--- BEGIN Provided entries ---

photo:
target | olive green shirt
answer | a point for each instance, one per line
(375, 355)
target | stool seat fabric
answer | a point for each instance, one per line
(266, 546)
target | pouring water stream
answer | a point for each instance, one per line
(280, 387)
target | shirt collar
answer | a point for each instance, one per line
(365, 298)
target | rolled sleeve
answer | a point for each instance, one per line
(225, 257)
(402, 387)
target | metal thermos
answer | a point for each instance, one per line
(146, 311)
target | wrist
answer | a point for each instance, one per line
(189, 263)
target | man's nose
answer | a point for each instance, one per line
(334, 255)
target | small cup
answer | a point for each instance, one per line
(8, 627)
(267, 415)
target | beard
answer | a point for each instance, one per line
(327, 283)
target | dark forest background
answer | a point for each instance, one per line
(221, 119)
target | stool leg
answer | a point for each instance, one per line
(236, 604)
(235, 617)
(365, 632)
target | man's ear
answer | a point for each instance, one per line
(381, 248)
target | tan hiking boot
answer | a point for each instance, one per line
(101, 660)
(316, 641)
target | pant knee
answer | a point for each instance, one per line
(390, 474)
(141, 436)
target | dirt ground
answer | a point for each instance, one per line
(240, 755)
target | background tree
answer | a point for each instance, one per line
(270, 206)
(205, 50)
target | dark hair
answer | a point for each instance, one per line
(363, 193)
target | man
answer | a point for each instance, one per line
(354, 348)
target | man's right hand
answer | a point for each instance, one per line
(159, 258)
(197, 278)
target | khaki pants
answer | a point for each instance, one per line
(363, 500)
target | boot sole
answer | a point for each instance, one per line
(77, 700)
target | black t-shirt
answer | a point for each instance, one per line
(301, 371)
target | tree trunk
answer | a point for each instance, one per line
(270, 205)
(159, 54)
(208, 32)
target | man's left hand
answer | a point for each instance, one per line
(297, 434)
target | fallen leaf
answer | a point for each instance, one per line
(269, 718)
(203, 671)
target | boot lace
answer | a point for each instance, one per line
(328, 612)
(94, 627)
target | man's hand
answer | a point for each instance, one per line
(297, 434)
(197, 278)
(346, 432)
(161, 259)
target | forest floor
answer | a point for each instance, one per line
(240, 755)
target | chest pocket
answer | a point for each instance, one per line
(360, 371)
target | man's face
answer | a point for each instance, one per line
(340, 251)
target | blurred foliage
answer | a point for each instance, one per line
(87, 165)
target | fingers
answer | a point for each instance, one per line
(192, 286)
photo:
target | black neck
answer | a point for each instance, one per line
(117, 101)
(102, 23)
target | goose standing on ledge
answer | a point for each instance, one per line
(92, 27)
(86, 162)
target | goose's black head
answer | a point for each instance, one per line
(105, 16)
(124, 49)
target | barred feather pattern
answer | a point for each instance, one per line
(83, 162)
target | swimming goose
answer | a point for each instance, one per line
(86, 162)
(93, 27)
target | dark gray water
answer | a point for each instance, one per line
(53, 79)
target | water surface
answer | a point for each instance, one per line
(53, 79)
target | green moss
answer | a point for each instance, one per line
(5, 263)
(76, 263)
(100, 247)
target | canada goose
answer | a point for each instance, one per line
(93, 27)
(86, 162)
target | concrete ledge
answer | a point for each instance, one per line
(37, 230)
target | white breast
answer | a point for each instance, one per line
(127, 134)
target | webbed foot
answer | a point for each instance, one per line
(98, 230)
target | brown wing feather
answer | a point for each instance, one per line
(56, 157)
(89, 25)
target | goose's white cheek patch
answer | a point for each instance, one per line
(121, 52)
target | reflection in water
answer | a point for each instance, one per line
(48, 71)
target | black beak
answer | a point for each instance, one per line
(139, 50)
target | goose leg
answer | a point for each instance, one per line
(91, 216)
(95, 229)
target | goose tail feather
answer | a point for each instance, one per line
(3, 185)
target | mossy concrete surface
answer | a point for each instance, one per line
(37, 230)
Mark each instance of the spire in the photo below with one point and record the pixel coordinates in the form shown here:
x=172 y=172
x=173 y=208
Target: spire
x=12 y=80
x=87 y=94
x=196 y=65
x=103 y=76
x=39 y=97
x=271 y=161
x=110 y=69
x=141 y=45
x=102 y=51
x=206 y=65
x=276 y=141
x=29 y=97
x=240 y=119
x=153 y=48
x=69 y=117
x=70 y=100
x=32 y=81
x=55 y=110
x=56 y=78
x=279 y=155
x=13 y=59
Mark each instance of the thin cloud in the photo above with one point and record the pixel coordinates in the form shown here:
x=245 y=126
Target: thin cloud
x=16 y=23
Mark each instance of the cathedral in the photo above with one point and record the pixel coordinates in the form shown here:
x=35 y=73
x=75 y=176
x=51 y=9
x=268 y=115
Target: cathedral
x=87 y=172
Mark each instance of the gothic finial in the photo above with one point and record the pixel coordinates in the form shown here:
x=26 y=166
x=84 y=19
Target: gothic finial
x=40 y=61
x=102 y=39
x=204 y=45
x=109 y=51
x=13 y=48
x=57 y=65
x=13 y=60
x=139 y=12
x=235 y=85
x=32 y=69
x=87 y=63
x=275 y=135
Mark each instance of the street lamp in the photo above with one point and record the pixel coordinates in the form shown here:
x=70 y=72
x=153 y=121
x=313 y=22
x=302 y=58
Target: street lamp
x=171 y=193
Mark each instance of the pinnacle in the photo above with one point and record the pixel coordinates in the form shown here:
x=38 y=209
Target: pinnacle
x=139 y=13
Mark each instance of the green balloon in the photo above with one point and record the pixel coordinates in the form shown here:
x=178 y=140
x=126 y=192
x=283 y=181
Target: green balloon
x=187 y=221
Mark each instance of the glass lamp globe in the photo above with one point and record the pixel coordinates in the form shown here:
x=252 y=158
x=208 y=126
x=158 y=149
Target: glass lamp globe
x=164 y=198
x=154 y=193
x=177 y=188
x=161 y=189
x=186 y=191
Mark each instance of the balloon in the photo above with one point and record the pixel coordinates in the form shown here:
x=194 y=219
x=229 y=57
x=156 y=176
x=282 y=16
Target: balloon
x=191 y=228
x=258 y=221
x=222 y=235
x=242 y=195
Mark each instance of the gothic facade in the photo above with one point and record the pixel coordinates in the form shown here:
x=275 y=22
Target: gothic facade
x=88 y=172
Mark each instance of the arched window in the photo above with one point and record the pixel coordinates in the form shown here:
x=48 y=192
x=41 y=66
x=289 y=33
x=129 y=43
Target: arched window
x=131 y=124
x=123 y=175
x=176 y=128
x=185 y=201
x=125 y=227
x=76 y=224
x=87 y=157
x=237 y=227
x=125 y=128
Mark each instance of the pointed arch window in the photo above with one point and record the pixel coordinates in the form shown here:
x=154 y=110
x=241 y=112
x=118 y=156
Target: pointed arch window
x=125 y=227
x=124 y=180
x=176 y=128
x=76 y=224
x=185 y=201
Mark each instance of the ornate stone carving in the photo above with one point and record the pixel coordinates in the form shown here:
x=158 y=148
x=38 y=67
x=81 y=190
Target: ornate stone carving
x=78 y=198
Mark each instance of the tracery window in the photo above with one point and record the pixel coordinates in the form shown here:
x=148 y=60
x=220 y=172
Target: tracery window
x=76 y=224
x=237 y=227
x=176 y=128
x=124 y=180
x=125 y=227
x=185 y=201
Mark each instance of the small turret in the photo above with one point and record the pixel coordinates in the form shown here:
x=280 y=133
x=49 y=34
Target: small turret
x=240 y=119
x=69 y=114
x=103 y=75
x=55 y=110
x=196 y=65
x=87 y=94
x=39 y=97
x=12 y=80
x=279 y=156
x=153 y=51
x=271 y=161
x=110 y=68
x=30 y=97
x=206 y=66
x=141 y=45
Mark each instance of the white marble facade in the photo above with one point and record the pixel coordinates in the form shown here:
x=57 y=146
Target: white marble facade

--- END Provided entries ---

# Task:
Copy the data above exactly. Every line must be included.

# Final result:
photo:
target | olive green shirt
answer | a point for each instance, one per line
(375, 355)
target | stool seat fabric
answer | a point for each instance, one per line
(266, 546)
target | pouring water stream
answer | a point for each instance, one per line
(280, 387)
target | shirt collar
answer | a point for each instance, one per line
(365, 298)
target | rolled sleeve
answer | a point for each instance, one per line
(225, 257)
(402, 387)
target | metal thermos
answer | a point for each instance, one per line
(146, 311)
target | wrist
answer | a point for each instance, one per line
(189, 263)
target | man's nose
answer | a point for each instance, one per line
(334, 255)
target | small cup
answer | a point for each instance, one per line
(8, 627)
(267, 415)
target | beard
answer | a point for each instance, one per line
(327, 283)
target | dark forest background
answer | a point for each instance, one per line
(221, 119)
target | stool leg
answer | a point for each instance, one per line
(236, 604)
(235, 617)
(365, 632)
target | man's ear
answer | a point for each instance, one per line
(381, 248)
target | tan hiking boot
answer | a point for each instance, one per line
(101, 660)
(316, 641)
target | pant knee
answer | a point for each instance, one per line
(390, 474)
(141, 436)
target | dirt ground
answer | a point for each instance, one per line
(240, 755)
target | background tree
answer | a point for each instance, one per line
(270, 206)
(205, 50)
target | dark hair
answer | a point for each instance, one per line
(363, 193)
target | man
answer | a point for each instance, one per line
(354, 348)
target | man's right hand
answer | a point for each instance, one per line
(159, 258)
(197, 278)
target | khaki pants
answer | a point for each instance, one per line
(363, 500)
target | boot sole
answer | a point for each instance, one per line
(77, 700)
target | black t-shirt
answer | a point for each instance, one per line
(301, 371)
target | tree trunk
answer | a point for each instance, one per line
(270, 205)
(159, 54)
(208, 32)
target | man's left hand
answer | a point for each instance, one per line
(297, 434)
target | fallen leaf
answer | a point for each instance, one per line
(269, 718)
(203, 671)
target | boot lace
answer | a point for each instance, one per line
(328, 612)
(94, 627)
target | man's hand
answer | a point for each instance, one per line
(297, 434)
(197, 278)
(346, 432)
(161, 259)
target | forest floor
answer | a point for each instance, one per line
(240, 755)
target | chest pocket
answer | a point for each instance, one per line
(360, 371)
target | man's face
answer | a point for each instance, one per line
(340, 251)
target | blurred foliage
answer | a point for each instance, one per line
(87, 165)
target | fingers
answer | a point for each instance, one per line
(192, 286)
photo:
target | black neck
answer | a point for each instance, one per line
(117, 101)
(102, 23)
target | goose standing on ledge
answer | a point for each instance, one per line
(92, 27)
(86, 162)
target | goose's black head
answer | a point for each instance, one per line
(105, 16)
(124, 49)
target | barred feather pattern
answer | a point for each instance, one per line
(83, 162)
target | swimming goose
answer | a point for each instance, one per line
(86, 162)
(93, 27)
target | dark gray water
answer | a point for each instance, one per line
(53, 79)
target | water surface
answer | a point for each instance, one per line
(53, 79)
target | green moss
answer | a point for each instance, one per line
(5, 263)
(76, 263)
(100, 247)
target | canada goose
answer | a point for each instance, one per line
(93, 27)
(86, 162)
target | concrete ledge
answer | a point for each instance, one per line
(37, 230)
target | white breast
answer | a point for each instance, one per line
(127, 134)
target | webbed foot
answer | a point for each instance, one per line
(98, 230)
target | brown wing feather
answer | a point for each instance, one per line
(56, 157)
(89, 25)
target | goose's white cheek patch
answer | a point for each instance, one per line
(121, 52)
target | reflection in water
answer | a point for each instance, one per line
(48, 71)
target | black beak
answer | a point for each instance, one per line
(139, 50)
target | goose leg
answer | a point for each instance, one per line
(91, 216)
(95, 229)
target | goose tail feather
answer | a point for each instance, one per line
(3, 185)
target | mossy concrete surface
answer | a point for each instance, one per line
(37, 230)
Mark each instance of the spire in the photo below with one point and record the pixel coordinates in the form shown here:
x=172 y=172
x=173 y=208
Target: spire
x=12 y=80
x=87 y=94
x=196 y=65
x=103 y=76
x=39 y=97
x=271 y=161
x=110 y=69
x=141 y=45
x=102 y=51
x=206 y=65
x=276 y=141
x=29 y=97
x=240 y=119
x=153 y=48
x=69 y=117
x=70 y=100
x=32 y=81
x=55 y=110
x=56 y=78
x=279 y=155
x=13 y=59
Mark each instance of the thin cloud in the photo above with one point and record the pixel coordinates in the form shown here:
x=245 y=126
Target: thin cloud
x=16 y=23
Mark each instance of the cathedral in the photo above with one point and record the pixel coordinates in the form shown here:
x=35 y=73
x=75 y=176
x=51 y=9
x=268 y=115
Target: cathedral
x=87 y=172
Mark each instance of the gothic finial in the photo above with one point and record the pixel coordinates in the form shown here:
x=26 y=166
x=84 y=19
Target: gothic finial
x=40 y=61
x=102 y=39
x=204 y=45
x=109 y=51
x=13 y=48
x=57 y=65
x=13 y=60
x=139 y=12
x=235 y=85
x=32 y=69
x=87 y=63
x=275 y=135
Mark each instance of the street lamp in the photo above with one point and record the pixel coordinates in the form shown here:
x=70 y=72
x=153 y=121
x=313 y=22
x=302 y=58
Target: street lamp
x=171 y=193
Mark each instance of the pinnacle in the photo above with one point and record the pixel coordinates in the form shown here:
x=38 y=209
Target: pinnacle
x=139 y=13
Mark each instance of the green balloon in the photo above with one point and record the pixel coordinates in the form shown here:
x=178 y=140
x=126 y=192
x=283 y=181
Target: green balloon
x=187 y=221
Mark each instance of the glass lamp globe in the photo above with one point and record the pixel coordinates in the form shown here:
x=252 y=158
x=208 y=126
x=158 y=149
Target: glass lamp globe
x=164 y=198
x=154 y=193
x=177 y=188
x=161 y=189
x=186 y=191
Mark each instance of the balloon in the photo above with one point and record the pixel coordinates in the form shown here:
x=194 y=219
x=229 y=57
x=156 y=176
x=282 y=16
Target: balloon
x=191 y=228
x=258 y=221
x=222 y=235
x=242 y=195
Mark each instance of the gothic facade in the photo above with one point and record the pixel coordinates in the form shown here:
x=275 y=22
Target: gothic facade
x=88 y=172
Mark each instance of the arched window in the photo above with one point and record the pixel coordinates in the form shown here:
x=48 y=192
x=41 y=66
x=289 y=33
x=129 y=43
Target: arched window
x=131 y=124
x=123 y=175
x=176 y=128
x=185 y=201
x=125 y=227
x=76 y=224
x=87 y=157
x=237 y=227
x=125 y=128
Mark each instance of the pointed arch window in the photo above with one point and record the pixel coordinates in the form shown here:
x=154 y=110
x=241 y=112
x=118 y=156
Target: pointed arch window
x=125 y=227
x=124 y=180
x=176 y=128
x=76 y=224
x=185 y=201
Mark each instance of the ornate stone carving in the photo above with one point and record the pixel coordinates in the form shown here:
x=158 y=148
x=38 y=67
x=81 y=190
Target: ornate stone carving
x=78 y=198
Mark each instance of the tracery window in the photo above with one point and record the pixel coordinates in the form shown here:
x=148 y=60
x=220 y=172
Target: tracery window
x=76 y=224
x=237 y=227
x=176 y=128
x=124 y=180
x=125 y=227
x=185 y=201
Mark each instance of the small turret in the photo above with one point and record the pixel coordinates in the form shown here:
x=280 y=133
x=49 y=34
Target: small turret
x=240 y=119
x=69 y=114
x=103 y=75
x=55 y=110
x=196 y=65
x=87 y=94
x=39 y=97
x=12 y=80
x=279 y=156
x=153 y=51
x=271 y=161
x=110 y=68
x=30 y=97
x=206 y=66
x=141 y=45
Mark each instance of the white marble facade in the photo above with one point and record the pixel coordinates in the form shown here:
x=57 y=146
Target: white marble facade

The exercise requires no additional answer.